**EXERCISE PASSAGE**:
[Start of Attachment]
NFT and cryptocurrency seem to be the name of the game these days, especially ever since the COVID-19 pandemic forced almost everything to go digital.
What Is Cryptocurrency?
A cryptocurrency is a digital or virtual currency that is secured by cryptography, which makes it nearly impossible to counterfeit or double-spend. Many cryptocurrencies are decentralized networks based on blockchain technology—a distributed ledger enforced by a disparate network of computers. A defining feature of cryptocurrencies is that they are generally not issued by any central authority, rendering them theoretically immune to government interference or manipulation.
Examples of popular cryptocurrencies include:
•Bitcoin, a cryptocurrency created in 2009. People can buy and sell bitcoin using different currencies in marketplaces called bitcoin exchanges.
•Ethereum, a blockchain-based software platform that enables developers to create smart contracts and distributed applications. The cryptocurrency of the Ethereum network is ether.
•Litecoin, an open source, peer-to-peer cryptocurrency that lets people transact payments without a bank or other third party.
What exactly is NFT?
NFT stands for a Non-Fungible Token. NFTs are tokens that are used to represent ownership of unique items. They let us tokenize things like art, collectibles, and even real estate. An NFT can be thought of as an irrevocable digital certificate of ownership and authenticity for a given asset, whether digital or physical. NFTs can only have one official owner at a time and they’re secured by the Ethereum blockchain – no one can modify the record of ownership or copy/paste a new NFT into existence.
NFT examples include:
•A unique digital artwork.
•A unique sneaker in a limited-run fashion line.
•An in-game item.
•A digital collectible.
•A domain name.
•A ticket that gives you access to an event or a coupon.
What Is The Connection Between NFTs And Cryptocurrency?
Like cryptocurrencies, NFTs also exist on a blockchain, which verifies the unique identity and ownership of the digital asset. The technology used to build NFTs is similar to Ethereum and Bitcoin. Ethereum is the most accepted crypto in the NFT market. The blockchain records all transactions connected to the particular NFT, and the asset it represents.
How are NFTs different from crypto?
[End of Attachment]
**THE DATA**:
[Start of Attachment]
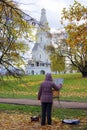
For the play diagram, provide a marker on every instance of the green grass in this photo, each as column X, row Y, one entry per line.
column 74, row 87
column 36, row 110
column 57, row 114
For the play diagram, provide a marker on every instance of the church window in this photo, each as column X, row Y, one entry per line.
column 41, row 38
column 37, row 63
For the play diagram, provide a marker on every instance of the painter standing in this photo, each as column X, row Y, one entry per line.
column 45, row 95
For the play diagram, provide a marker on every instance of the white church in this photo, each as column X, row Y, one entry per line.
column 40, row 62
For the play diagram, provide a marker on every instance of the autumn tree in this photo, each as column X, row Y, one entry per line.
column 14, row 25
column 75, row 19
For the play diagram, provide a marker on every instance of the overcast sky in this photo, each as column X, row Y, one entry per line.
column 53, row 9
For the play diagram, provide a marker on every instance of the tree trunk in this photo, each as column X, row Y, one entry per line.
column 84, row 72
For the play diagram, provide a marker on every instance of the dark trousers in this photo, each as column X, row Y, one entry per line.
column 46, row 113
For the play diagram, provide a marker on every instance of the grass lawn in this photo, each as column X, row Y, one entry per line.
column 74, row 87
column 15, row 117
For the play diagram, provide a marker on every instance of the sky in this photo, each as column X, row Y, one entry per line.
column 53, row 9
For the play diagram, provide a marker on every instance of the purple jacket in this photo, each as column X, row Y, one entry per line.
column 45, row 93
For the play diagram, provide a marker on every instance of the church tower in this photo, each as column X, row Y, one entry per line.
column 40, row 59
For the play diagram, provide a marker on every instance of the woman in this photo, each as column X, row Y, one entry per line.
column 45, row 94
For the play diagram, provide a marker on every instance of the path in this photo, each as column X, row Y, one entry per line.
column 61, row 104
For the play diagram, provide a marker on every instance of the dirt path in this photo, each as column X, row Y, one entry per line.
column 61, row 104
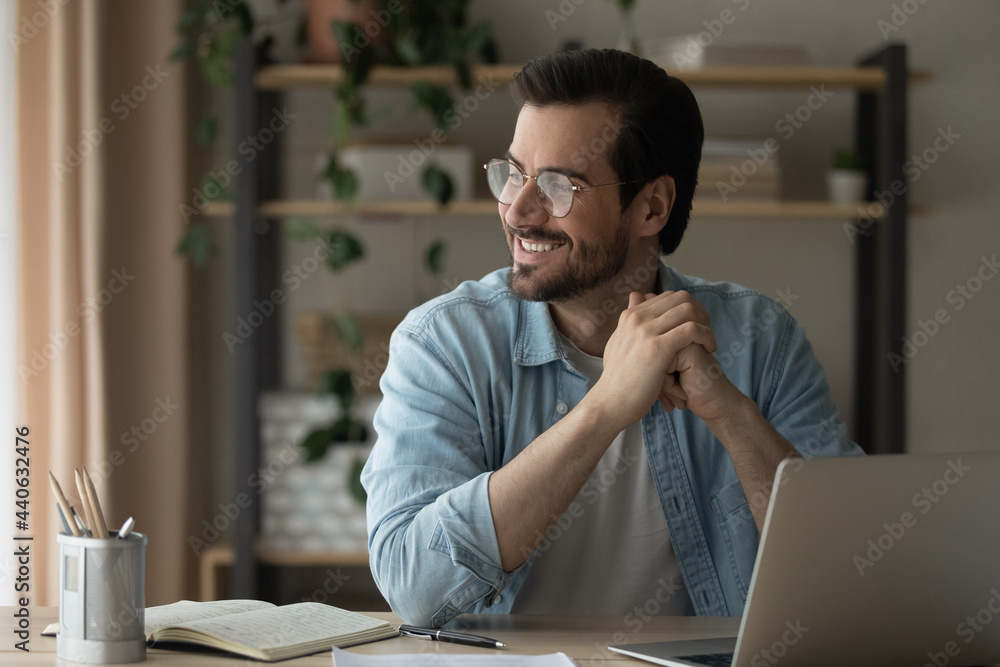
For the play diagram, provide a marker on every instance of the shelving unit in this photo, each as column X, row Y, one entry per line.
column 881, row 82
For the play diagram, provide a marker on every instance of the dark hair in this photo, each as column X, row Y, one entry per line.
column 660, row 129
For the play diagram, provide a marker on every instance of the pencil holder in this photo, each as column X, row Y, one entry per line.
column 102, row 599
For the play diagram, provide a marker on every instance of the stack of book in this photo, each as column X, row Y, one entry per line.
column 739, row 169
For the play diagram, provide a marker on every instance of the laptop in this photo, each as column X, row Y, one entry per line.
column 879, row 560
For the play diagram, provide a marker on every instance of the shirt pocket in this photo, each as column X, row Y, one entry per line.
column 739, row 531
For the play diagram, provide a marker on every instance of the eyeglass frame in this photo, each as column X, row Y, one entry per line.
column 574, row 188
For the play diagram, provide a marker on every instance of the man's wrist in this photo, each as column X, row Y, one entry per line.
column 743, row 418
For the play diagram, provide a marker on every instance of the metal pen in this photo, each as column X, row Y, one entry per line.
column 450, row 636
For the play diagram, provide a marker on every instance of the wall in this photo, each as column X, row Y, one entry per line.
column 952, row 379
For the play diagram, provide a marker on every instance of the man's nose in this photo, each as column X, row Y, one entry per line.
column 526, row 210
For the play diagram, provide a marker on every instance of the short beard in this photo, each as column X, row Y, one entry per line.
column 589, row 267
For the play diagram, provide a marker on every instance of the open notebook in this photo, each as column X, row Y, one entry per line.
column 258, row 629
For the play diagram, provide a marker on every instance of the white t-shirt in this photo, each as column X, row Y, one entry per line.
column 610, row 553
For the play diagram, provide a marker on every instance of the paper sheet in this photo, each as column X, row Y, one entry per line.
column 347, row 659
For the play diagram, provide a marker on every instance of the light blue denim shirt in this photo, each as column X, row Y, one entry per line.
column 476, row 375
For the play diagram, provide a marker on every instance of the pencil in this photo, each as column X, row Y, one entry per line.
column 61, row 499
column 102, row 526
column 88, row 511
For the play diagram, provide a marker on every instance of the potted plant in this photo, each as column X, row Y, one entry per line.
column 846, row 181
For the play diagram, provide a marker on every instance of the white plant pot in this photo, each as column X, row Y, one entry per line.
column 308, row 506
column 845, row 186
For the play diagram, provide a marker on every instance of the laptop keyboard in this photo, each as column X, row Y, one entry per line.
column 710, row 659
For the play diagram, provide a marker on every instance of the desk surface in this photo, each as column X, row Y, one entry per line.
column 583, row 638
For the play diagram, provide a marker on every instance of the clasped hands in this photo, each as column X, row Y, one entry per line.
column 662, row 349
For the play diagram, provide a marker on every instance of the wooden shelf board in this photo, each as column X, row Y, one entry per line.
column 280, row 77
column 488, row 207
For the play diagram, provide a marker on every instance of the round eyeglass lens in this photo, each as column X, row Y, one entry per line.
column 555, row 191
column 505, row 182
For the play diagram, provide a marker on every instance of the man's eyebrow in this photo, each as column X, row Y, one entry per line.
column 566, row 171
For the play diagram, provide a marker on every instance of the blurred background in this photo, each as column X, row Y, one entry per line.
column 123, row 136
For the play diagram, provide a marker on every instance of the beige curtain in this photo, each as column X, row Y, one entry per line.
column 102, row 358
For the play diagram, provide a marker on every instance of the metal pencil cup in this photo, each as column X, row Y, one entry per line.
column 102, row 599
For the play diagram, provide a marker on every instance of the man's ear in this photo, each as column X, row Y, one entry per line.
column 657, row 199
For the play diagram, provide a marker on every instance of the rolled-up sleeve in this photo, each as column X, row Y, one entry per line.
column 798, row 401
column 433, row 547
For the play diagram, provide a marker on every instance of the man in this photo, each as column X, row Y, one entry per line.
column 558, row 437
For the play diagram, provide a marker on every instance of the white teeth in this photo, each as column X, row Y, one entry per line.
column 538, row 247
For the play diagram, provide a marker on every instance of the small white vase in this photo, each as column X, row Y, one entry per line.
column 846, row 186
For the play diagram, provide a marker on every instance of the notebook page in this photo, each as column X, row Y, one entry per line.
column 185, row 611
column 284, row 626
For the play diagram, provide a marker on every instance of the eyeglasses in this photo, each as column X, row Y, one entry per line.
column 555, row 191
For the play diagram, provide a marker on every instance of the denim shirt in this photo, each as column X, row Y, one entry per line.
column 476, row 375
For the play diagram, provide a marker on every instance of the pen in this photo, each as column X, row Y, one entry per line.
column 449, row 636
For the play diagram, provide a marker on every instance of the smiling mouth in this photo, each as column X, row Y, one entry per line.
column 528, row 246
[End of Attachment]
**THINGS TO DO**:
A – List every example of an NFT that the text on cryptocurrency and NFTs gives.
B – Continue the text on cryptocurrency and NFTs from where it stops.
The entries have nothing to do with the text on cryptocurrency and NFTs.

**REPLIES**:
A –
- A unique digital artwork
- A unique sneaker in a limited-run fashion line
- An in-game item
- A digital collectible
- A domain name
- A ticket that gives you access to an event or a coupon

B –
Both NFTs and crypto are built on blockchain, using the same technology and the same principles. As a result, they tend to attract the same players. NFTs can be thought of as a subset of the crypto culture, and you generally need cryptocurrency to buy and sell NFTs.
The main difference between NFTs and Cryptocurrency is that NFTs, unlike digital currencies and cryptocurrencies, can’t be traded or replaced with one another. Every NFT is different, setting it apart from fungible tokens, such as digital currency and cryptocurrency that can be traded or exchanged for one another with no loss of value.
Crypto can be risky – are NFTs the same?
Yes. As in the crypto world, if you’re not careful with managing your NFTs you could find yourself empty-handed. If you’re interested in getting involved in the NFT world, it’s recommended you become familiar first with the ins and outs of buying cryptocurrency, as you’ll likely need to purchase your chosen artwork using Ethereum, Solana or another popular crypto.
NFTs are not cryptocurrencies, although it is understandable to conflate the two.
This is because popular cryptocurrencies such as Bitcoin and Ether are built on the same technology that NFTs are — blockchain.
Unlike cryptocurrencies, NFTs do not innately possess monetary value — their existence is representative of items with varying monetary values instead (such as art, songs, property, etc.).
This makes them economically non-fungible, whereas cryptos like BTC and ETH are fungible (can be traded and has innate value).